» **Text segment**:

# # # #

METHOD OF CALCULATING THE PATHWAY OF RIGID STRIP OVER OBJECTS OF COMPLEX CURVATURE AND COVERING OBJECT SURFACE WITH FIBER STEERING

Abstract

A method for strip draping fiber to form a composite using a complex 3D mould surface is disclosed. A strip pathway is calculated without any widthwise steer across fiber length, i.e. to demonstrate a strip natural pathway. Widthwise steering defined by natural bending of the strip to cover tool surface without gaps or overlaps between adjacent fibers is used. Fiber initial drape is adjusted in a direction to minimize steering of the strip. The method further comprises determination and reduction of local steer maxima that results from mould convolution and average out all the fiber steer over the mould surface.

Description

TECHNICAL FIELD

The invention relates to apparatus and methods for generating, for example in three dimensions, a surface contour representation of a tool generated by strips of material, such as carbon fiber, which covers the entire surface without defect.

CROSS REFERENCE TO RELATED APPLICATIONS

(Not applicable).

STATEMENT REGARDING FEDERALLY SPONSORED RESEARCH OR DEVELOPMENT

(Not applicable)

BACKGROUND OF THE INVENTION

Rapid manufacturing plays an important role in the future of manufacturing industry. One leading technology is the automated positioning of carbon fiber strips over a tool/mandrel/mould surface via robotic arms first to cover the entire surface and then build up additional layers to create the composite structure. This process is called Automated fiber placement (AFP) or Automated tape laying (ATL) (www.compositesworld.com/articles/afpatl-design-to-manufacture-bridging-the-gap

More info at:

http://www.digplanet.com/wiki/Automated_fiber_placement: “Automated fiber placement (AFP) machines are a recent development of composite manufacturing technologies meant to increase rate and precision in the production of advanced composite parts. AFP machines place fiber reinforcements on moulds or mandrels in an automatic fashion and use a number of separate small width tows (typically 8 mm or less) of thermoset or thermoplastic pre-impregnated materials to form composite layups. This technology allows better precision and increased deposition rates when compared with experienced laminators but, while allowing for more complex layup geometries than Automated Tape Laying (ATL) it does not reach the same deposition rates.” Also: http://www.google.com/patents/US20110277935 The patent: http://www.google.com/patents/US20050236735 is simplistic and it is not tackling the 3D problem with 3D modeling. Compare the images on this patent with figures of this patent. Similarly, http://www.google.com/patents/US8052819 not doing what is needed.

# # # #

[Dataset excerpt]
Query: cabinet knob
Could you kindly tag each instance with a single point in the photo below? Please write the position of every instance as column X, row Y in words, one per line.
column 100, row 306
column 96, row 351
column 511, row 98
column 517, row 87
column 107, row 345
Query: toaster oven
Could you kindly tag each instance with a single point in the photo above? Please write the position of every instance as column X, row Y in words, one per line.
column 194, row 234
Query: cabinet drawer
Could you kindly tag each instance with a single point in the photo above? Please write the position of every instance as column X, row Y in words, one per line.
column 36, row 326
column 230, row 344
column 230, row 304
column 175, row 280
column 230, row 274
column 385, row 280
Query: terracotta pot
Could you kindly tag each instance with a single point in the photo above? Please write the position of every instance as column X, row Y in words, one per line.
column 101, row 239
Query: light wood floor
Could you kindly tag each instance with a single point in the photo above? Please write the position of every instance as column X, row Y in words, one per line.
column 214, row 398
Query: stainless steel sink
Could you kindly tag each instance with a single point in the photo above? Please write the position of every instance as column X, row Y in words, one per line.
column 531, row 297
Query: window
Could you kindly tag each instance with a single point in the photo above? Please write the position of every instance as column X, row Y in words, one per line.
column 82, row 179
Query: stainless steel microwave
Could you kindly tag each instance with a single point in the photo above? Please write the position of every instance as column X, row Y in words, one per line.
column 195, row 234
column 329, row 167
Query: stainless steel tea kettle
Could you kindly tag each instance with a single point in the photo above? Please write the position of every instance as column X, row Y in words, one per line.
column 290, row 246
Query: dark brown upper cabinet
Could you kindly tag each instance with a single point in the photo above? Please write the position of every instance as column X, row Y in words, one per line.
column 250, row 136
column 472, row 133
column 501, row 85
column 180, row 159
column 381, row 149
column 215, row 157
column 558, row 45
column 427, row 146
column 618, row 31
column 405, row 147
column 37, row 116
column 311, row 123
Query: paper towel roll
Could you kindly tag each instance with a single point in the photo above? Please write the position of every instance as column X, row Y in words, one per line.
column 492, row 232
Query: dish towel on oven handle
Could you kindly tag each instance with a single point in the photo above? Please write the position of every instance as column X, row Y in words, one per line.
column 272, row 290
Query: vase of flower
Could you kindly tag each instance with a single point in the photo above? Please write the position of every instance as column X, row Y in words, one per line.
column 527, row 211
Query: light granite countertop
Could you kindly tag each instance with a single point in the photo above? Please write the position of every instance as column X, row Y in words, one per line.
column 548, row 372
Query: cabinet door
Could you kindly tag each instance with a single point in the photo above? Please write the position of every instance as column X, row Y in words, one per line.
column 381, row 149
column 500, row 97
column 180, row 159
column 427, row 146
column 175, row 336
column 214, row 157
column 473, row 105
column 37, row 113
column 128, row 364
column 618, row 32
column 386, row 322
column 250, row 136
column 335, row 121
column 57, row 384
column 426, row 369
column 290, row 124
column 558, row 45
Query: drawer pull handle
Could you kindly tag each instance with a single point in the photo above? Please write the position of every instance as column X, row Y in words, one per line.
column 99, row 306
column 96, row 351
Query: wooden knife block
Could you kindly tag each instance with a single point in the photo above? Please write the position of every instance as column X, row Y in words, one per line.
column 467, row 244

# # # #

» **What is required**: Can you copy the patent text word for word between "TECHNICAL FIELD" and "(Not applicable).", inclusive? Work from the patent text alone, not from the material.

» **Result**:
TECHNICAL FIELD

The invention relates to apparatus and methods for generating, for example in three dimensions, a surface contour representation of a tool generated by strips of material, such as carbon fiber, which covers the entire surface without defect.

CROSS REFERENCE TO RELATED APPLICATIONS

(Not applicable).